▶ What the task asks:
Repeat the records below with every "sky" switched to "horizon" and nothing else changed. Leave the pictures out.

***

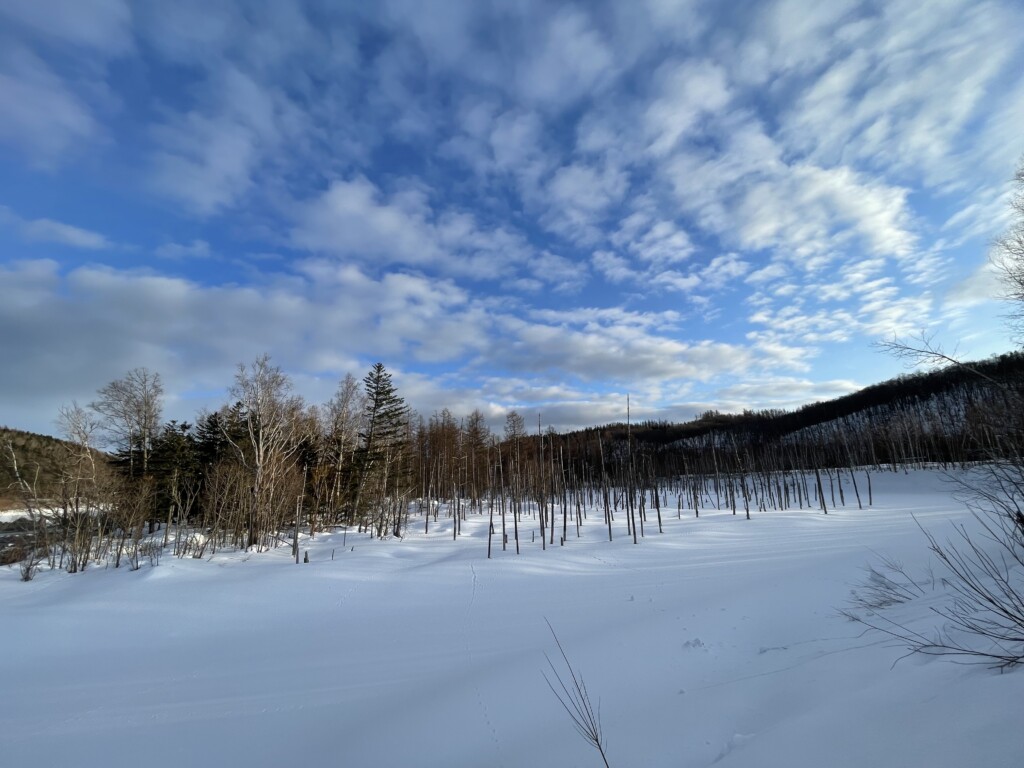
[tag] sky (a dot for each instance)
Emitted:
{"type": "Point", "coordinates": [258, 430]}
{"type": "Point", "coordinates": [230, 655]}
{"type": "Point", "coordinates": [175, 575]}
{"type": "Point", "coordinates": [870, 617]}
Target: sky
{"type": "Point", "coordinates": [527, 205]}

***

▶ Worked answer:
[tag] horizon (a dot for each instance)
Emitted:
{"type": "Point", "coordinates": [258, 430]}
{"type": "Point", "coordinates": [230, 655]}
{"type": "Point", "coordinates": [175, 575]}
{"type": "Point", "coordinates": [870, 617]}
Target: horizon
{"type": "Point", "coordinates": [527, 205]}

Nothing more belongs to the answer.